PROBLEM REQUIREMENTS
Restate the whole of the material. Keep every word, and drop the pictures.

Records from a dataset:
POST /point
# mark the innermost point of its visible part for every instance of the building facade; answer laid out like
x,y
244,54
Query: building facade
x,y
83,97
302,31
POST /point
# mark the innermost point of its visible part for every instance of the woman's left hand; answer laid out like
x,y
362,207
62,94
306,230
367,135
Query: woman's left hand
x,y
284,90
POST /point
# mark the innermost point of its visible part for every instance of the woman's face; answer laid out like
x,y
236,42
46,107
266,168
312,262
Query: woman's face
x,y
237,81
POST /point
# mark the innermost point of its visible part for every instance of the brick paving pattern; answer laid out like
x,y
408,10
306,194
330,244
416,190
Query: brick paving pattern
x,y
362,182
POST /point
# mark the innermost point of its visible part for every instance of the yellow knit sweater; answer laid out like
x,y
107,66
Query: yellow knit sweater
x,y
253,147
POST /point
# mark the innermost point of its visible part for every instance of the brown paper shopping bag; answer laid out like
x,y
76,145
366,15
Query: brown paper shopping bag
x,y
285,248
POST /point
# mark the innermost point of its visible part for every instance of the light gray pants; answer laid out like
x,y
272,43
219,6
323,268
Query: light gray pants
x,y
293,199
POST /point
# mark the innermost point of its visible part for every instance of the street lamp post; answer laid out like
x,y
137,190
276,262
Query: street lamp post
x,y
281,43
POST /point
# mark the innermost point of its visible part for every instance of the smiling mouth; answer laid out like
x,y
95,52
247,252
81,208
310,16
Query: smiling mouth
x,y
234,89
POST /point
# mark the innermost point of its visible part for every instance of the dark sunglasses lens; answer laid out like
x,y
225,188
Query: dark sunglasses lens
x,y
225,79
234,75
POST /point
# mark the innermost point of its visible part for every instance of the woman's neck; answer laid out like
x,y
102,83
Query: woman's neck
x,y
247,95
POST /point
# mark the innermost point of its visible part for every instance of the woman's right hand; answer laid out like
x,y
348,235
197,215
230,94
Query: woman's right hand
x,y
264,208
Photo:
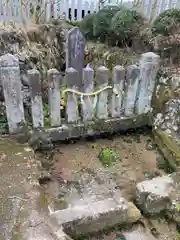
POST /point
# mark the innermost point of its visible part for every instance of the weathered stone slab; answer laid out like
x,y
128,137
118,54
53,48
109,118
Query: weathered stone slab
x,y
96,216
159,194
138,234
153,196
96,128
75,46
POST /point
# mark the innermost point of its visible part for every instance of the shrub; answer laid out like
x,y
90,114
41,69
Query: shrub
x,y
86,26
102,22
127,23
167,23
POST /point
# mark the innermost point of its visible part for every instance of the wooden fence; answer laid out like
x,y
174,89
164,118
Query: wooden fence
x,y
106,104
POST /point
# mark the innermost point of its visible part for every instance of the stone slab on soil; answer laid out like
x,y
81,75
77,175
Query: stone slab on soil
x,y
138,234
158,195
96,216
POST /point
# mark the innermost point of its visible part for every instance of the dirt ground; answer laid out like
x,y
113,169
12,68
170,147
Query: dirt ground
x,y
137,161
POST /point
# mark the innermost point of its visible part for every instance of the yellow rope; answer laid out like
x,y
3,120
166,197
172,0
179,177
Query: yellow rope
x,y
91,93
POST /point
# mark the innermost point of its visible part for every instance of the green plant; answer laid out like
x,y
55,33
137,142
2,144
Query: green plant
x,y
167,22
127,23
86,26
102,22
46,115
178,207
107,156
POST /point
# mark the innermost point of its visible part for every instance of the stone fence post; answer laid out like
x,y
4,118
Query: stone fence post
x,y
149,66
10,77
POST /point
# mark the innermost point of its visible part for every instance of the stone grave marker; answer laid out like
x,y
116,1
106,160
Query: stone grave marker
x,y
75,45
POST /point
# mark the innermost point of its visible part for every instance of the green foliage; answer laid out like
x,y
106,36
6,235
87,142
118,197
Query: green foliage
x,y
86,26
167,22
127,23
107,156
102,22
178,207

FINISHED EXERCISE
POST /point
# mark the innermost point of its visible part for every instance of the building facade; answer laid out like
x,y
244,54
Query: building facade
x,y
83,97
302,31
POST /point
# mark the innermost point of its visible part for every instance of the woman's left hand; answer laid out like
x,y
362,207
62,94
306,230
367,135
Query: woman's left hand
x,y
284,90
POST /point
# mark the innermost point of its visible part for every instance of the woman's face; answer laid out like
x,y
236,42
46,107
266,168
312,262
Query: woman's face
x,y
237,81
POST /point
# mark the innermost point of its visible part for every instance of the brick paving pattern; answer laid out like
x,y
408,10
306,194
330,244
416,190
Query: brick paving pattern
x,y
362,182
POST /point
# mark the innermost point of its visible part for every instance of the yellow knit sweater; answer laid out like
x,y
107,66
Query: yellow knit sweater
x,y
253,147
POST /point
# mark the innermost point of its visible part for every instance of the brown paper shopping bag; answer laid out like
x,y
76,145
366,15
Query: brown paper shopping bag
x,y
285,248
POST /point
# mark the innermost point of its visible part for every instance of the light gray pants; answer laid out like
x,y
272,43
219,6
323,268
Query: light gray pants
x,y
293,199
POST /point
# mark the innermost point of its visible part for every instance of the street lamp post; answer laid out like
x,y
137,190
276,262
Query: street lamp post
x,y
281,43
POST /point
# mark the innermost point of its visible part for every instance of the smiling mouth; answer laid out like
x,y
95,52
247,252
81,208
310,16
Query: smiling mouth
x,y
234,89
POST /point
# mark the innermost point of its visible part for every instance of the dark sunglasses lens; answer laid out like
x,y
225,188
Query: dark sunglasses lens
x,y
225,79
234,75
POST /point
# mark the innermost point of its visible part for every instance of the woman's neck; answer laid out like
x,y
102,83
Query: woman's neck
x,y
247,95
POST /point
# mark the innermost point of its visible part for every instance of the woman's right hand; answer laid out like
x,y
348,235
197,215
230,94
Query: woman's right hand
x,y
264,208
Photo:
POST /point
# mark the innermost point of its visible part for every instance of the weathered stone slab; answer laid out like
x,y
128,137
118,54
53,48
109,118
Query: weathered stone slab
x,y
96,216
159,194
138,234
153,196
96,128
75,46
POST /point
# mark the innermost point of its visible part for every instance of the shrub; answer laid out like
x,y
90,114
41,69
Query: shrub
x,y
86,26
102,22
127,23
167,23
POST /point
# mark the innermost point of its visible part for every instance of the wooden fence; answer laid out like
x,y
174,89
164,118
Query: wooden fence
x,y
106,104
POST /point
# mark the innermost point of its visible part for every instance of the stone slab on soil; answer laid out like
x,y
81,75
77,175
Query: stone slab on soil
x,y
138,234
158,195
96,216
POST /point
# mark the innermost point of its visible part for every instance of the dirt ground; answer laid out like
x,y
113,169
12,68
170,147
Query: dirt ground
x,y
137,161
POST /point
# mark the innermost point of its visible part for every instance of the yellow rope; answer laid out like
x,y
3,120
166,197
172,0
179,177
Query: yellow rope
x,y
91,93
POST /point
# mark the innermost point of its visible part for every instance of the green plant; answer laid out like
x,y
55,33
137,142
2,144
Query: green plant
x,y
167,22
127,23
86,26
102,22
46,115
178,207
107,156
POST /point
# mark the innermost point of its visible part for every instance of the stone fence post; answer laid out like
x,y
4,118
Query: stone fence post
x,y
149,66
10,77
POST /point
# mark the innermost point of its visible part for every instance of the stone grave marker; answer laid out like
x,y
116,1
106,160
Query: stone grave marker
x,y
75,45
POST /point
# mark the innermost point of its visible part for every instance of the green foliage; answer laid out like
x,y
106,36
6,235
87,142
118,197
Query: green foliage
x,y
86,26
167,22
127,23
107,156
102,22
178,207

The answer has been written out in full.